━━━━━ Dataset extract ━━━━━

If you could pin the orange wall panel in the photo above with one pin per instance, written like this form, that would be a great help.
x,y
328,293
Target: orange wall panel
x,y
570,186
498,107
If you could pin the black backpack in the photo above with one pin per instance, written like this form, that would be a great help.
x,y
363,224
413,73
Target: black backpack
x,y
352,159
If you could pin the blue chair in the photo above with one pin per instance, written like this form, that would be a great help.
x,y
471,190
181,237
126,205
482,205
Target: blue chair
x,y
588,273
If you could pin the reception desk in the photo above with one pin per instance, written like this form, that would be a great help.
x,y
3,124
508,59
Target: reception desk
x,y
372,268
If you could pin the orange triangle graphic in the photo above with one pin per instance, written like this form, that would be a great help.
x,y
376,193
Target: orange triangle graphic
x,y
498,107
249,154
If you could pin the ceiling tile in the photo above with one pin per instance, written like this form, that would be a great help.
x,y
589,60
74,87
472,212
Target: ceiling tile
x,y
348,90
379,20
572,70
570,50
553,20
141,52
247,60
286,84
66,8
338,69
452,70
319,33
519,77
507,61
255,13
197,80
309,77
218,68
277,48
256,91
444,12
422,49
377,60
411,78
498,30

━━━━━

What you need to do
Reproduce every line of the items above, including the requests. Multiply each x,y coordinate in the answers by 1.2 and round the results to whole numbers, rounding halves up. Leave the sample points under each request unchanged.

Response for this exercise
If you could pin the orange wall panel in the photo above with one pin per instance, written like this form, that would be a great help.
x,y
328,293
Target: orange wall panel
x,y
684,223
598,128
If you could pin the black backpack in the photo above with one pin per instance, written like this form, that would be a great help.
x,y
363,224
413,73
Target: black backpack
x,y
422,191
If you could pin the blue chair in the photo above with one pin per instance, written like this form, that would be a great help.
x,y
471,190
181,237
126,205
482,205
Target: blue chair
x,y
706,328
If you could pin the reception desk in the photo above with one pin per instance, written like this form, that would be a great help.
x,y
3,124
508,59
Target: reception desk
x,y
446,322
If you could pin the orange triangle graphic in the photo above with one pin per instance, written like this form, that would be a great help.
x,y
376,193
Target: orange triangle graphic
x,y
598,128
299,185
If you could pin the ceiling tile in the photo above with one pin per instance, written like this form, that would be a great help.
x,y
589,60
74,87
472,212
Target: ceiling tile
x,y
418,108
455,24
686,84
684,60
664,24
169,62
296,72
343,101
79,10
406,83
542,84
383,40
623,92
608,73
306,16
236,96
371,92
262,82
332,58
307,109
533,14
506,59
452,72
493,94
598,36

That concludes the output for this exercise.